• WHAT YOU ARE ASKED TO DO: Filter the lines below, copying only those with the string "approximate".

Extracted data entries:
· · · ·

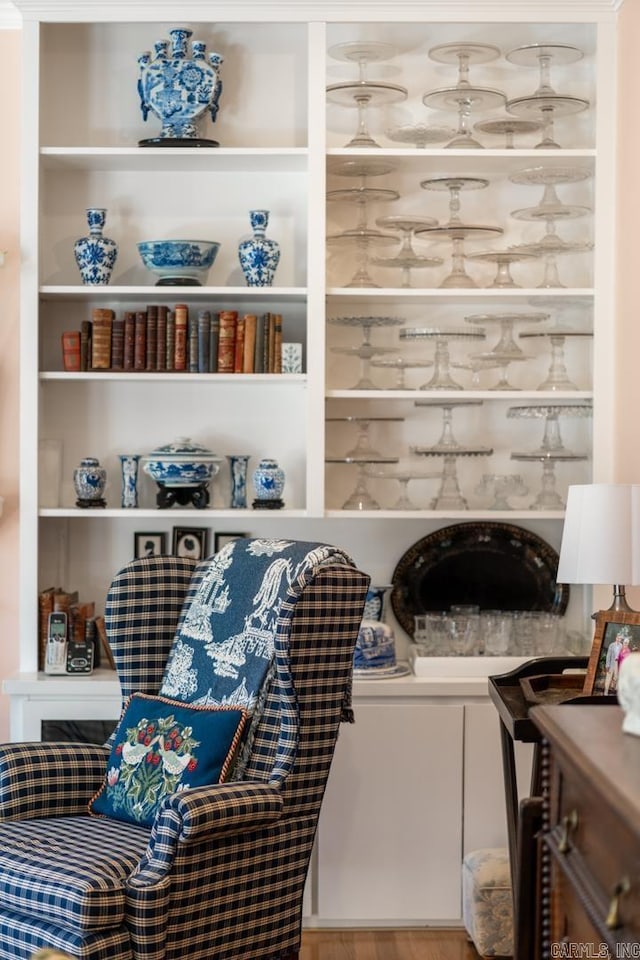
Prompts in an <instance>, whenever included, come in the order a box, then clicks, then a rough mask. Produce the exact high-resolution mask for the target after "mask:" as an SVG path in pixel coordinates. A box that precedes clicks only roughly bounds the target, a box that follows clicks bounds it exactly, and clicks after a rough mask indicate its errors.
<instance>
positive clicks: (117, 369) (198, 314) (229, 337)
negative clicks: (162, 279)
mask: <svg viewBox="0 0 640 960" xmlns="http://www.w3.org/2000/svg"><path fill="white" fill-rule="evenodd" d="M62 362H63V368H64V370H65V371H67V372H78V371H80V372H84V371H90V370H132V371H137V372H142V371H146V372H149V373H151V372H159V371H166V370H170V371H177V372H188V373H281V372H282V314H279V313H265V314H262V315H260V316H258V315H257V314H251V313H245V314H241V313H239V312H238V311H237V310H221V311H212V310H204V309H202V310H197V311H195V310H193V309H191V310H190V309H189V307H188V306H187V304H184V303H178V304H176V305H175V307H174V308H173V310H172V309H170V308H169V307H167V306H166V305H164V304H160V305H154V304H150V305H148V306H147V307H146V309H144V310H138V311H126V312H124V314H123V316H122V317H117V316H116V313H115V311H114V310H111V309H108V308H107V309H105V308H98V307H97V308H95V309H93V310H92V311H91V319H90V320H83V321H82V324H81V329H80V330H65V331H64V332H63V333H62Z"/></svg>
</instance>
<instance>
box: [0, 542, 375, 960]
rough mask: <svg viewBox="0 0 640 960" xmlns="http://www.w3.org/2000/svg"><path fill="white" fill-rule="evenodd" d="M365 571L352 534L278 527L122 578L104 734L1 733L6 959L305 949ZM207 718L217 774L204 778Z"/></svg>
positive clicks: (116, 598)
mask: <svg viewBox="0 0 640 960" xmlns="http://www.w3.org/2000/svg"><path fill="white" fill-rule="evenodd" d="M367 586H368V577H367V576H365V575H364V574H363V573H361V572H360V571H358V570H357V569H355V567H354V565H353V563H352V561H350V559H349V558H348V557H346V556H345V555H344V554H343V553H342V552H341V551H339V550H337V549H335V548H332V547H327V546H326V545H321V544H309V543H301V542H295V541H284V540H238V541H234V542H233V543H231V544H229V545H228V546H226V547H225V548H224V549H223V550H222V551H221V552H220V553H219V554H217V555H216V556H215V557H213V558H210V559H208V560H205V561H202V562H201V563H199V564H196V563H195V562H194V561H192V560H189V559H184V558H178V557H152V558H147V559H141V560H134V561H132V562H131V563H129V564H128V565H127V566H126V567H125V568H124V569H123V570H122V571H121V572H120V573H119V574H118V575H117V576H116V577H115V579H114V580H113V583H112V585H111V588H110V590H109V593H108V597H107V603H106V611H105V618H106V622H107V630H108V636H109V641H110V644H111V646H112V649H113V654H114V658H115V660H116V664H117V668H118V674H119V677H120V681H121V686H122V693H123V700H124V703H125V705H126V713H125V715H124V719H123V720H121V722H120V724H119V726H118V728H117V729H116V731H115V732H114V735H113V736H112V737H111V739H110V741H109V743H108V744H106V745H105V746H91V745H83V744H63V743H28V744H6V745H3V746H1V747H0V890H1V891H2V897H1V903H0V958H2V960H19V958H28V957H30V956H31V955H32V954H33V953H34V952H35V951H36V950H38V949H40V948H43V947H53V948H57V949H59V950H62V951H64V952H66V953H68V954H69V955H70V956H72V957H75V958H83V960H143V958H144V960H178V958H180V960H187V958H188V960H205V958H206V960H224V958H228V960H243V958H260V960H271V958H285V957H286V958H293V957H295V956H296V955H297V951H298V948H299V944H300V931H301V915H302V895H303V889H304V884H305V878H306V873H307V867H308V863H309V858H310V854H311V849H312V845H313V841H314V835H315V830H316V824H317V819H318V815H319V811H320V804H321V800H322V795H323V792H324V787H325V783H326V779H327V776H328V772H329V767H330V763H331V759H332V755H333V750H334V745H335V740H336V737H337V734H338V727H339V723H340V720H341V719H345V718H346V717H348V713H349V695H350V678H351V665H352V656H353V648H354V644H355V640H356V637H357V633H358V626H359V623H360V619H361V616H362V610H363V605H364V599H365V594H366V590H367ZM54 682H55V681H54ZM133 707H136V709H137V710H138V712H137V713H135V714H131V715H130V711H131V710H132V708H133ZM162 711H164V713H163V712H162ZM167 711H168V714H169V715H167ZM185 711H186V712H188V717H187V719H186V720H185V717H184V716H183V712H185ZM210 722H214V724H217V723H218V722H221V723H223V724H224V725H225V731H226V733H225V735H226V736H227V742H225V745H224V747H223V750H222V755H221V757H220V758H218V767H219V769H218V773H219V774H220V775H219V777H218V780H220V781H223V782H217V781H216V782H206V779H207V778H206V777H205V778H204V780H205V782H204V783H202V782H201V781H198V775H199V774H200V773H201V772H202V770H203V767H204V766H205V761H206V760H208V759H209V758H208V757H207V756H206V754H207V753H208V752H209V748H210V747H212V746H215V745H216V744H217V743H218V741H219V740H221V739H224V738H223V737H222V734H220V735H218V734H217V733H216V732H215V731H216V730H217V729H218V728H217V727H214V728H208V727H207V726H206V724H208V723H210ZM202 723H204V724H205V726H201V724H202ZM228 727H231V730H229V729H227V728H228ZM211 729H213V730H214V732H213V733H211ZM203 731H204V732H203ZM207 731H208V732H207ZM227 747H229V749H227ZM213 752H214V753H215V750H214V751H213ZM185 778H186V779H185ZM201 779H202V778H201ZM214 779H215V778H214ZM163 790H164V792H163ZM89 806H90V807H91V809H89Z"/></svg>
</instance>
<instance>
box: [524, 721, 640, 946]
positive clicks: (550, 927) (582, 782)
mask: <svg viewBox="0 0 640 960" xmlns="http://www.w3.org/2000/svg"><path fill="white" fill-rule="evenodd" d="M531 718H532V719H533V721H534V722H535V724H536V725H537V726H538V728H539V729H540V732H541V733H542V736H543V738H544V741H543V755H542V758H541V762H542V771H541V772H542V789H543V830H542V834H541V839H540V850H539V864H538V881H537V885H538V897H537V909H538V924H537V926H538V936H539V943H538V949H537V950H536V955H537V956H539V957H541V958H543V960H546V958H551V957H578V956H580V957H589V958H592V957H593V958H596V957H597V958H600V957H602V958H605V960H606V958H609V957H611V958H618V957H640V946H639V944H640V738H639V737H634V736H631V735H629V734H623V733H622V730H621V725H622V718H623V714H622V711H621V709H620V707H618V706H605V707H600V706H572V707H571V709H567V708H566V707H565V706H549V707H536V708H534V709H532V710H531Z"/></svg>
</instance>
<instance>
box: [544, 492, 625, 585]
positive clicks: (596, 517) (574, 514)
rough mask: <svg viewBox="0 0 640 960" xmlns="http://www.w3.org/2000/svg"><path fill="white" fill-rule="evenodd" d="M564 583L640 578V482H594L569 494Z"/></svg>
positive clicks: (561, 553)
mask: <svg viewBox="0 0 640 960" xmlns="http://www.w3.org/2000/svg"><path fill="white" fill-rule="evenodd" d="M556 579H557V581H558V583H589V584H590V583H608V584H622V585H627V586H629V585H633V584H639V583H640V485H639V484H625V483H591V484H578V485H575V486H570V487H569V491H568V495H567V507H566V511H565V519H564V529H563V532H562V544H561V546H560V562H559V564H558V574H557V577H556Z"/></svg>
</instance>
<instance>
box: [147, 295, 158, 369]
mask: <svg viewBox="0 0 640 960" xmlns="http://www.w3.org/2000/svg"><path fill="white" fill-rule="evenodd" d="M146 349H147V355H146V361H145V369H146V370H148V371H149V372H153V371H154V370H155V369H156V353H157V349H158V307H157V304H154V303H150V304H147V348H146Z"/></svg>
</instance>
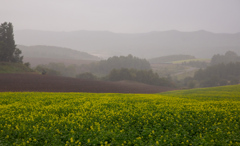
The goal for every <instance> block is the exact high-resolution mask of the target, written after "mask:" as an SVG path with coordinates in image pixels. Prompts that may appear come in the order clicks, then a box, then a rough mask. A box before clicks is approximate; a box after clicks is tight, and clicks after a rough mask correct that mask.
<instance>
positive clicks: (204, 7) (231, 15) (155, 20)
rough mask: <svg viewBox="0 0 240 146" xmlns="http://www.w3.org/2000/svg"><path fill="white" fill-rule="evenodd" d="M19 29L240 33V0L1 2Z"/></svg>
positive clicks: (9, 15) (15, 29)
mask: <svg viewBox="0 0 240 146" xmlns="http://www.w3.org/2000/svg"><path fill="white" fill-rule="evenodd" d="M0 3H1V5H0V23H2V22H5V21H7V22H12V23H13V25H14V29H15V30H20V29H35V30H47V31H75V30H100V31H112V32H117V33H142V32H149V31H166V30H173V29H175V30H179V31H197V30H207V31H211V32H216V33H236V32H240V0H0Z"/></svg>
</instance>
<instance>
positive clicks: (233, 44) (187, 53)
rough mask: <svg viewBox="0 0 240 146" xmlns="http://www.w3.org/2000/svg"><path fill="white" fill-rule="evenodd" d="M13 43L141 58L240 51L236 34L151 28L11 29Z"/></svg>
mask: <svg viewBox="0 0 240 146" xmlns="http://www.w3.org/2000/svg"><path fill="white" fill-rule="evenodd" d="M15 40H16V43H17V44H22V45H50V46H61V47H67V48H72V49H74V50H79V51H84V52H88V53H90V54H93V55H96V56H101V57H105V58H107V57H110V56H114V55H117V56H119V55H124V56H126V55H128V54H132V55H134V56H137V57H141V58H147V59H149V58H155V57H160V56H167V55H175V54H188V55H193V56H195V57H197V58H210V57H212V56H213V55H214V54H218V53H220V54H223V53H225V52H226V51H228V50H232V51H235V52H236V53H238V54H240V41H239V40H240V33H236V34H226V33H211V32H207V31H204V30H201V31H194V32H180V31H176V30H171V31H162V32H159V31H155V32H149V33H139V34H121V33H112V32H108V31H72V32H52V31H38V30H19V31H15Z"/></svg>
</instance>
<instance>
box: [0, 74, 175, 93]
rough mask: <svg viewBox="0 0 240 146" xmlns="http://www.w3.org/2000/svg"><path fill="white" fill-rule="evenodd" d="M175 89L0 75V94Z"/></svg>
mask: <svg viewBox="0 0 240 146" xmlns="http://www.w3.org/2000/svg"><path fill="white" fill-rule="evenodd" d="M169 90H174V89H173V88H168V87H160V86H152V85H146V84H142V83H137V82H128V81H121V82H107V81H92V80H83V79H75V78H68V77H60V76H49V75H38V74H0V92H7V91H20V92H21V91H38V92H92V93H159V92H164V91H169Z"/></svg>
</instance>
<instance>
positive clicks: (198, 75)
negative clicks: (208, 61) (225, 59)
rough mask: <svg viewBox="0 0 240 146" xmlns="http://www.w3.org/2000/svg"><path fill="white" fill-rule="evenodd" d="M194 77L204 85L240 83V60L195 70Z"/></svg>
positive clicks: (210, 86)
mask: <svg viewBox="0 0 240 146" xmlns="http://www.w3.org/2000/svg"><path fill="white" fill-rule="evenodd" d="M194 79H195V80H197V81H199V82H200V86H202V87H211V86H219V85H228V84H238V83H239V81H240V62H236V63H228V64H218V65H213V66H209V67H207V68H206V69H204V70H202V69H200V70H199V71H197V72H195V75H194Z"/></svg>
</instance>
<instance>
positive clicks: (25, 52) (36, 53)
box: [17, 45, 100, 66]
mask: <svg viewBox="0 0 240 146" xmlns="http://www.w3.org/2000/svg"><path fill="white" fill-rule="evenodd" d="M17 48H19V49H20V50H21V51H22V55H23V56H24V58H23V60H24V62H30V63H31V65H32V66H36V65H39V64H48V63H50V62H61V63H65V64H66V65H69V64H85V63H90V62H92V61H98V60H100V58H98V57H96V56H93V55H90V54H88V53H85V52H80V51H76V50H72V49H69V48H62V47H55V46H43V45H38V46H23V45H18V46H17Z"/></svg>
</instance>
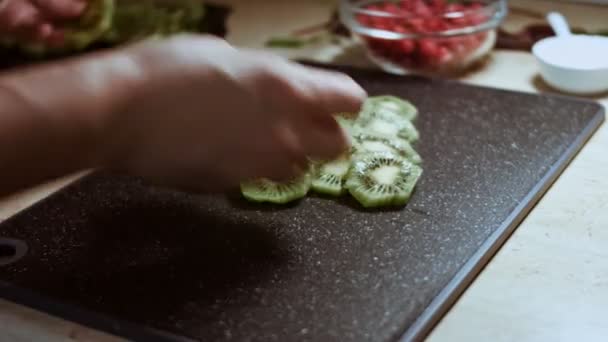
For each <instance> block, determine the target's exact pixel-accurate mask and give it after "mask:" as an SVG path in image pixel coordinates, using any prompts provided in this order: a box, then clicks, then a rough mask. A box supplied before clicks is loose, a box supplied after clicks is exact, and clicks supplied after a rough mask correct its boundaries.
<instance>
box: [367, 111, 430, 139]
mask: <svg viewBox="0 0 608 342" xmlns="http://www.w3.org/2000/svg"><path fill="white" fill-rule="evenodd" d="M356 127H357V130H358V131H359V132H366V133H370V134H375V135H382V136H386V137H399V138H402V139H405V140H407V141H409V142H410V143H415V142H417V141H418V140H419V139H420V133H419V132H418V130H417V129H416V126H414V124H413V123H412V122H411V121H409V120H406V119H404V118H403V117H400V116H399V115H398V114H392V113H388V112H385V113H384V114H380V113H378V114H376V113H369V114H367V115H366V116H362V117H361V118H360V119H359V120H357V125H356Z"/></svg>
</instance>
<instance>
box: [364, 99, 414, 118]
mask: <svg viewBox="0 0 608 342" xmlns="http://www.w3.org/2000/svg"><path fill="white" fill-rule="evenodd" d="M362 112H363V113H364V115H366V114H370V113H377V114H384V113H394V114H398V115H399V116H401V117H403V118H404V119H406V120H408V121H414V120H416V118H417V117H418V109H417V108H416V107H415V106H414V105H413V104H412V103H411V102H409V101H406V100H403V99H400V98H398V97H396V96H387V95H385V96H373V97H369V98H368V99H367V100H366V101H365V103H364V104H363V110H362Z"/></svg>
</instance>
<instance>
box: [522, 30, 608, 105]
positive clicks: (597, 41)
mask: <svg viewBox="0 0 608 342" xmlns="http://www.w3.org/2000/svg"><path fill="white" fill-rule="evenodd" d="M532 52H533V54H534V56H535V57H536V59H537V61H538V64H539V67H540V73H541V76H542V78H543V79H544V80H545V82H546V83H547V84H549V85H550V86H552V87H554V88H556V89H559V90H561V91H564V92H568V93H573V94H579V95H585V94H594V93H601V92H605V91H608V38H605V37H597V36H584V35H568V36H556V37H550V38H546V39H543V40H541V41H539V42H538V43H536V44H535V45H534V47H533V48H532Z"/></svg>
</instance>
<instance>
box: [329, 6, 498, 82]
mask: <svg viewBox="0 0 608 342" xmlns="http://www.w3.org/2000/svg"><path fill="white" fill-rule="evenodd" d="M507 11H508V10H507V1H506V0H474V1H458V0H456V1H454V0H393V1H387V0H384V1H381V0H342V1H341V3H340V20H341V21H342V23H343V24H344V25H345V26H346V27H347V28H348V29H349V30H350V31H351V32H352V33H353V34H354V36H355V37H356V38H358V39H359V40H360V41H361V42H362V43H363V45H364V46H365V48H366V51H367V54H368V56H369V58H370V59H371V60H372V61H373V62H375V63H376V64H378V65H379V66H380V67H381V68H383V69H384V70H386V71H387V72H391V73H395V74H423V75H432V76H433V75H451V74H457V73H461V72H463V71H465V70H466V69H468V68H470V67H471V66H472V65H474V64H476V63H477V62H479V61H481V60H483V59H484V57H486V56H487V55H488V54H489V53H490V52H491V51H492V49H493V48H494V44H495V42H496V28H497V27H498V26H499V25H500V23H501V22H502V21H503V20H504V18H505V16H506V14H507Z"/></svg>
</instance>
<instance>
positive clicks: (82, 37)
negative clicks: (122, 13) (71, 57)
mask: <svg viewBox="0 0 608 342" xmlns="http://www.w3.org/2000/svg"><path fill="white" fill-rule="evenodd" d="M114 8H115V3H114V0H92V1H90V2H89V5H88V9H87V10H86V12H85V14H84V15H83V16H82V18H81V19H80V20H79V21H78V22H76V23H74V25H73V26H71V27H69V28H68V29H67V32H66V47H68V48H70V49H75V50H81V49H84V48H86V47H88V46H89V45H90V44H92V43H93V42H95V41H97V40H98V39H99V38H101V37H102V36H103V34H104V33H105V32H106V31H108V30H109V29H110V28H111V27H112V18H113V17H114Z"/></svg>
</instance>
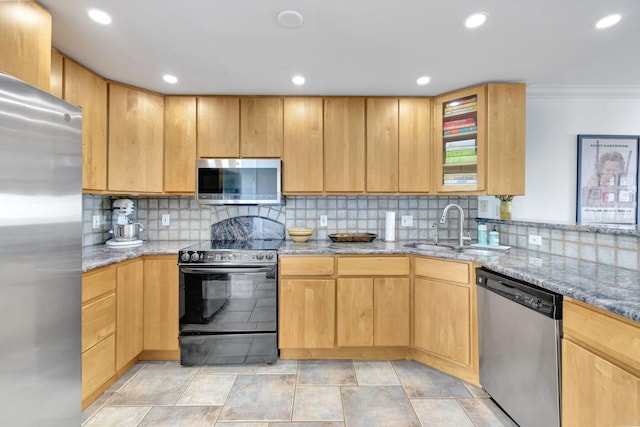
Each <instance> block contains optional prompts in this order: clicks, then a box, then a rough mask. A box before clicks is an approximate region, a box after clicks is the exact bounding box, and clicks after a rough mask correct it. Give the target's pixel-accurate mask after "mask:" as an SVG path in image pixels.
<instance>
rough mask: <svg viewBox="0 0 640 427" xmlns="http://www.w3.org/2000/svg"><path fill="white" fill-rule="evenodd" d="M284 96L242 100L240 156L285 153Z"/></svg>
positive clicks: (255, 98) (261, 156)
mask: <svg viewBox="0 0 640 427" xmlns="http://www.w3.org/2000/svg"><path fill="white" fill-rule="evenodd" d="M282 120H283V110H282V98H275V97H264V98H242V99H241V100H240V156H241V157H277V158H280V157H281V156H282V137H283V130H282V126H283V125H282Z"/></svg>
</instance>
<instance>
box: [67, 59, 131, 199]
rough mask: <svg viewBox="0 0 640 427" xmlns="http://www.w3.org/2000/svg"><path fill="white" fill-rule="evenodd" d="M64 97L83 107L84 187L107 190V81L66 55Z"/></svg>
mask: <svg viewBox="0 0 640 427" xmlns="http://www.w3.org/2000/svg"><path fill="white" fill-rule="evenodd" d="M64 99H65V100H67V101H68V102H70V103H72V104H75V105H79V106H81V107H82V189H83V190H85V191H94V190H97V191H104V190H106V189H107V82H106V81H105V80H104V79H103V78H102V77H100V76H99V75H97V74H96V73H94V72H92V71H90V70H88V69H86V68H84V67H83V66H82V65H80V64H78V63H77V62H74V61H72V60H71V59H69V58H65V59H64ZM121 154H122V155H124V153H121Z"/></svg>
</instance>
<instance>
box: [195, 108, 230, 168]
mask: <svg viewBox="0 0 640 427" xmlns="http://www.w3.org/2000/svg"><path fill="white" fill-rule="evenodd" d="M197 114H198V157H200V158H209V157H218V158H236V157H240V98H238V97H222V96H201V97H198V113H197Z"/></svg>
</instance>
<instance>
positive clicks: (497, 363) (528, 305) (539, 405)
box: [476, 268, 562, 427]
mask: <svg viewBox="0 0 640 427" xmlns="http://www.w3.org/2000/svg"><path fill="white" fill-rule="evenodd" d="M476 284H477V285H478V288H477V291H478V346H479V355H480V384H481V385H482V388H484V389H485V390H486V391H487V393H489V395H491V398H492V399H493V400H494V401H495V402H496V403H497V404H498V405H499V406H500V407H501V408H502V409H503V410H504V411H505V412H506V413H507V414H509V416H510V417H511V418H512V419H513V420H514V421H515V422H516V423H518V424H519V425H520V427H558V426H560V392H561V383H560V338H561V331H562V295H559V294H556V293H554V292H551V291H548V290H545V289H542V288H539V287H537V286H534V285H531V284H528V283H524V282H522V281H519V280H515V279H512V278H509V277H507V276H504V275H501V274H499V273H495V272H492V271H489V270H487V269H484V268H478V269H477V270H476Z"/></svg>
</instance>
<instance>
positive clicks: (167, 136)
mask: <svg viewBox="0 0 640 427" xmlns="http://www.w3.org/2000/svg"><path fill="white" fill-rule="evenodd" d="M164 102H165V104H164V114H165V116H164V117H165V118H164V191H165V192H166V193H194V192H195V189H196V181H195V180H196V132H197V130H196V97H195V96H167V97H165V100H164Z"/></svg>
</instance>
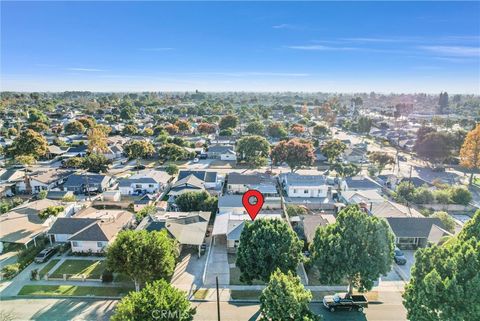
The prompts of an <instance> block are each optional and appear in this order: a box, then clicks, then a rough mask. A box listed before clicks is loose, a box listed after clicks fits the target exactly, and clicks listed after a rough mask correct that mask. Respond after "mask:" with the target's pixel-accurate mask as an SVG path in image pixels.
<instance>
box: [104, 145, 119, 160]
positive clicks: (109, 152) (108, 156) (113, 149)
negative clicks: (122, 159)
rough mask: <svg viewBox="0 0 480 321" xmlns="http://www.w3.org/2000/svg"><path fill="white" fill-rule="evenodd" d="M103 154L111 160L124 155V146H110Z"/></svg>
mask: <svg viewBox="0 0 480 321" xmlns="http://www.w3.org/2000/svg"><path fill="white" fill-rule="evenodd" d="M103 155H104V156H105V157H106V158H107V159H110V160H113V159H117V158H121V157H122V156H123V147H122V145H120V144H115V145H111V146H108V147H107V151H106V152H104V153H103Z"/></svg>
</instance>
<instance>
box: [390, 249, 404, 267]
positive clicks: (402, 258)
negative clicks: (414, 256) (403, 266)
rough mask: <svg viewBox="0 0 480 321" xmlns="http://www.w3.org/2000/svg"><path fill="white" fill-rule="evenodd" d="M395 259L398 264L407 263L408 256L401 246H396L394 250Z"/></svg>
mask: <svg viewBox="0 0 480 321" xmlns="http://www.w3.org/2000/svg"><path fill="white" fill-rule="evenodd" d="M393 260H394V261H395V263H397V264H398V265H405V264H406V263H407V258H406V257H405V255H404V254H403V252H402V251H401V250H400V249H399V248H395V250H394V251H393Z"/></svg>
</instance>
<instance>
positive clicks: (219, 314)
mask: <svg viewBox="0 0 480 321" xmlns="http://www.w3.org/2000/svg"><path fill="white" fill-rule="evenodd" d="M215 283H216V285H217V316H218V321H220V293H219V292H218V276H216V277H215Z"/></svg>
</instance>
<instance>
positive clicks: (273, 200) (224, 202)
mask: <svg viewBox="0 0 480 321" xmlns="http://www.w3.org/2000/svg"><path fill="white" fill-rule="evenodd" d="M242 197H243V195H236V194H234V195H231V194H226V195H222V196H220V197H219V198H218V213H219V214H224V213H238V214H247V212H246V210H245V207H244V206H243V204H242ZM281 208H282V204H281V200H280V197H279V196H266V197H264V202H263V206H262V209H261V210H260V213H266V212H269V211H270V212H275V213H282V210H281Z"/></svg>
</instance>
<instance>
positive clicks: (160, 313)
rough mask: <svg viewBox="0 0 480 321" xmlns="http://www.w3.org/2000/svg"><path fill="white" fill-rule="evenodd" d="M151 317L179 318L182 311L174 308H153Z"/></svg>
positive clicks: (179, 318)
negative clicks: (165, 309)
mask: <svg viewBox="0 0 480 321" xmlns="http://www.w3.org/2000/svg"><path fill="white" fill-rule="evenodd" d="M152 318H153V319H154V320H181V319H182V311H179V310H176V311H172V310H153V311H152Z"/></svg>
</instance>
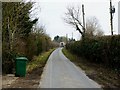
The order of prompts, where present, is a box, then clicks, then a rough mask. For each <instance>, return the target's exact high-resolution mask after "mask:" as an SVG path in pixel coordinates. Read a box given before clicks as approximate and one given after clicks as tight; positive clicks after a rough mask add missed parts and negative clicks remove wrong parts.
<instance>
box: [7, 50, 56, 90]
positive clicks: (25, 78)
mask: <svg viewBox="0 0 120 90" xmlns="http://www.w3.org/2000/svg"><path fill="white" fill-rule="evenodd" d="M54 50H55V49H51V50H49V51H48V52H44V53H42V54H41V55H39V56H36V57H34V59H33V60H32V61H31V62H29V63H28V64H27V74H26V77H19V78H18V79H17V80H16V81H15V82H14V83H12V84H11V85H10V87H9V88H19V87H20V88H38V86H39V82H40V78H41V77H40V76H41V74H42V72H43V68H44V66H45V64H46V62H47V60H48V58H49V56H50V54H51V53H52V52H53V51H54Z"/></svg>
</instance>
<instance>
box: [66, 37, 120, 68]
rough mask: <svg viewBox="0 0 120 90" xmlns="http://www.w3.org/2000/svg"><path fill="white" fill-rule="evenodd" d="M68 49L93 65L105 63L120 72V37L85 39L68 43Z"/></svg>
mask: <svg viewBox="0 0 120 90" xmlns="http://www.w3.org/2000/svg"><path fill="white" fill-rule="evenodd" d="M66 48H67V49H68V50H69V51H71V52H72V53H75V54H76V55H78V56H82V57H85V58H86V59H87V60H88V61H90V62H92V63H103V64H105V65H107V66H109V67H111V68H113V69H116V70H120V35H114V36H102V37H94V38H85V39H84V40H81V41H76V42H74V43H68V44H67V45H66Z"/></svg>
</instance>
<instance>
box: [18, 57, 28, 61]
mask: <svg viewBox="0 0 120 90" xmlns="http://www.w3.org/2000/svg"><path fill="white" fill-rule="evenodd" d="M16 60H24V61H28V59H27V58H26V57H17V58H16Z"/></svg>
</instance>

· · · ·

• TASK OUTPUT:
The goal for every <instance> block is the exact high-resolution mask of the target, written after "mask:" as an SVG path with coordinates in image pixels. Prompts that may appear come in the order clicks, then a box, then a rough mask. A box before clicks is approximate; a box after clicks is tight, and clicks after a rough mask correct that mask.
Each <instance> block contains optional prompts in this order: clicks, then a box, then a rough mask. A box before clicks is an approximate region, a box after clicks is the exact bounding box, and clicks after a rough mask correct it. Give the target's pixel-accurate mask after "mask:" as an SVG path in image pixels.
The order of prompts, where present, is a box, then clicks, then a rough mask. For each <instance>, return the target's exact high-resolution mask after "mask:" as an SVG path in pixel coordinates. Read a box given before clicks as approximate and one given after clicks as tight; positive clicks after a rough mask add missed parts and negative clicks remove wrong parts.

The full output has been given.